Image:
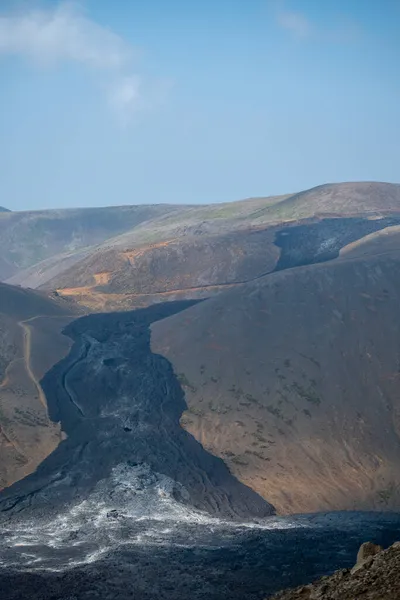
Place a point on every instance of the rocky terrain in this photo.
(146, 453)
(186, 252)
(376, 576)
(293, 380)
(30, 343)
(27, 238)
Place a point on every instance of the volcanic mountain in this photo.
(30, 343)
(195, 252)
(287, 368)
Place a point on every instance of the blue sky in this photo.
(121, 102)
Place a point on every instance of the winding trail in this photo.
(27, 358)
(27, 355)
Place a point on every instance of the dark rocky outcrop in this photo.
(376, 576)
(118, 402)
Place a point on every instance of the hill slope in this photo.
(293, 380)
(27, 238)
(30, 343)
(198, 251)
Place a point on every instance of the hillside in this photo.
(199, 251)
(27, 238)
(293, 380)
(30, 343)
(375, 577)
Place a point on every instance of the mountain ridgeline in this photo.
(271, 370)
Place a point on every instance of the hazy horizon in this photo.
(187, 103)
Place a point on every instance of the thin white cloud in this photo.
(65, 34)
(301, 26)
(295, 22)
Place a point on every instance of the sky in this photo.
(108, 102)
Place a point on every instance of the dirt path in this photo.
(27, 358)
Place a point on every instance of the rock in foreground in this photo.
(374, 577)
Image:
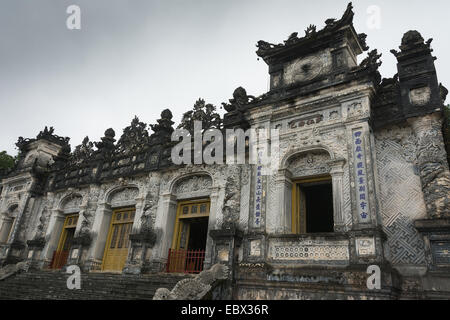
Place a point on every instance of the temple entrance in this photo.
(60, 256)
(189, 241)
(312, 205)
(118, 240)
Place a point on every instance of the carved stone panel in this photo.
(309, 164)
(123, 197)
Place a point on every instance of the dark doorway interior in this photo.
(319, 207)
(198, 233)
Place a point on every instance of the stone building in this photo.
(362, 179)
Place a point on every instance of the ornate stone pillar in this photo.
(435, 178)
(432, 164)
(100, 229)
(281, 220)
(214, 197)
(337, 174)
(141, 242)
(225, 251)
(53, 233)
(164, 227)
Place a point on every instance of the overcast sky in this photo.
(139, 57)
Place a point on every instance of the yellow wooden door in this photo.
(116, 250)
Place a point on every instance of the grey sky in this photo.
(139, 57)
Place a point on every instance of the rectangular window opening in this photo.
(313, 206)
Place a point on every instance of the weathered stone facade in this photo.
(379, 141)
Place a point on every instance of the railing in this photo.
(59, 259)
(184, 261)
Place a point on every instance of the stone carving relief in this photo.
(420, 96)
(231, 204)
(72, 204)
(432, 164)
(126, 195)
(151, 205)
(309, 250)
(194, 288)
(309, 164)
(400, 194)
(193, 184)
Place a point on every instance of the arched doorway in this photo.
(118, 227)
(118, 241)
(190, 231)
(7, 226)
(190, 234)
(61, 254)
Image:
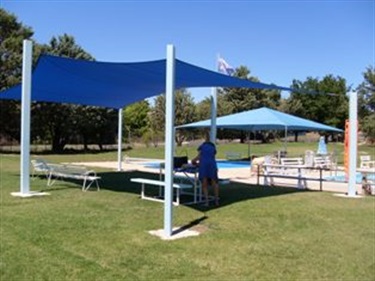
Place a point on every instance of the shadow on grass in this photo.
(229, 194)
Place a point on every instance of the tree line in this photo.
(62, 124)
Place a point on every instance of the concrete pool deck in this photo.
(240, 175)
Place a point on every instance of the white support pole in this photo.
(353, 131)
(214, 107)
(213, 115)
(27, 61)
(169, 140)
(119, 141)
(25, 116)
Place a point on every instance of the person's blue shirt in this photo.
(207, 161)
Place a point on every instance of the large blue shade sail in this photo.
(65, 80)
(263, 119)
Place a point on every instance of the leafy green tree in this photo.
(12, 34)
(242, 99)
(58, 119)
(366, 104)
(324, 101)
(184, 113)
(136, 119)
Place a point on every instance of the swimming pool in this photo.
(358, 178)
(221, 164)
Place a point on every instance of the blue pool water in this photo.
(221, 164)
(341, 177)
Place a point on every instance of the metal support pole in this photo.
(25, 116)
(169, 140)
(353, 131)
(119, 141)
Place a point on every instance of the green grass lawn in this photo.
(257, 233)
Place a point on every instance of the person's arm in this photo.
(195, 160)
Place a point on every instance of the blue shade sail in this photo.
(263, 119)
(115, 85)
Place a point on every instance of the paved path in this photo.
(241, 175)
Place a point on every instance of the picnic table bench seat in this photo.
(151, 182)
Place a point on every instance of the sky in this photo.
(278, 41)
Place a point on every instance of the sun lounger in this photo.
(61, 171)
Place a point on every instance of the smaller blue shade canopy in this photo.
(263, 119)
(114, 85)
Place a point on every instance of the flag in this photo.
(224, 67)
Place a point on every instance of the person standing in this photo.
(208, 175)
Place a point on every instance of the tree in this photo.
(184, 113)
(58, 118)
(242, 99)
(324, 101)
(135, 118)
(12, 34)
(366, 104)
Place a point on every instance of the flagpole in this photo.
————————
Substitute "awning" for "canopy" in the stretch of the listing from the line containing "Place a point on every instance of the sun" through the end of the listing, and reproduce those lines with nothing else altered.

Place a point on every instance of the sun lounger in this photo.
(61, 171)
Place a point on every instance of the smaller blue shade awning in this photo.
(263, 119)
(114, 85)
Place a point on every instance of the flag in this photo.
(224, 67)
Place a point on every instance of the person standing in this photo.
(208, 175)
Place a point on every instance of the tree in this photo.
(184, 113)
(58, 118)
(242, 99)
(324, 101)
(135, 118)
(12, 34)
(366, 104)
Place a point on every instance of the flagpole in this photo.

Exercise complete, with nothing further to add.